GOAL OF THE EXERCISE:
Print the line containing "Target: tree line" and every line after it exactly as written, through the end of the records.

[Dataset entries]
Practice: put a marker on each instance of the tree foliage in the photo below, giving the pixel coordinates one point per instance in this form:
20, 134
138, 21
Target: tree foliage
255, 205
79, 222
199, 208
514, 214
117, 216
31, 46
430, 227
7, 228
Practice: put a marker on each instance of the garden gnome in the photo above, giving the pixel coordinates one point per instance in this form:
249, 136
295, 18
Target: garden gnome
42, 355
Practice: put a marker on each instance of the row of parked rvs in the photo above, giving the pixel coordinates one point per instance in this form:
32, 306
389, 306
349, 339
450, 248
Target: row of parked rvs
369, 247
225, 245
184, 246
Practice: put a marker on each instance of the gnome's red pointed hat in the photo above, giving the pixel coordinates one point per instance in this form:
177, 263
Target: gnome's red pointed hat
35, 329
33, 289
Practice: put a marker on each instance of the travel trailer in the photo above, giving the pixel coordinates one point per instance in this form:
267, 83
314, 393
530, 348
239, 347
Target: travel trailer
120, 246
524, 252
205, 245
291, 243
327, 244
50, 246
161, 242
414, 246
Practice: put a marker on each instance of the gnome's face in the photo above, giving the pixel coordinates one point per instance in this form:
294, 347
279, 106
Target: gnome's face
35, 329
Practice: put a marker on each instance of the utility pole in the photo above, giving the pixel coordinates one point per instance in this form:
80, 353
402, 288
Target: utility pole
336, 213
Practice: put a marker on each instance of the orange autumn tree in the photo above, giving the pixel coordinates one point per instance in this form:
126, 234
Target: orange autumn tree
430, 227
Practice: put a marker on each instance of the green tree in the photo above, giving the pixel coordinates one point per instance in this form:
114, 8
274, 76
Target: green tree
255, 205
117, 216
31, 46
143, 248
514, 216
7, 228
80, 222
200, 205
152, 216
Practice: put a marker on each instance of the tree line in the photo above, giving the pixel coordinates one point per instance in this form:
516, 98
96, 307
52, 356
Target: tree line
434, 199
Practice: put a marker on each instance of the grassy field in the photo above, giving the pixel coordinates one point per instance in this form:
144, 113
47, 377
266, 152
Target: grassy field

THE ANSWER:
Target: tree line
434, 199
Practice: put a marker on each instance of the grassy field in the photo above, giving the pixel coordinates one point per instance in this form:
144, 113
47, 377
266, 152
Target: grassy field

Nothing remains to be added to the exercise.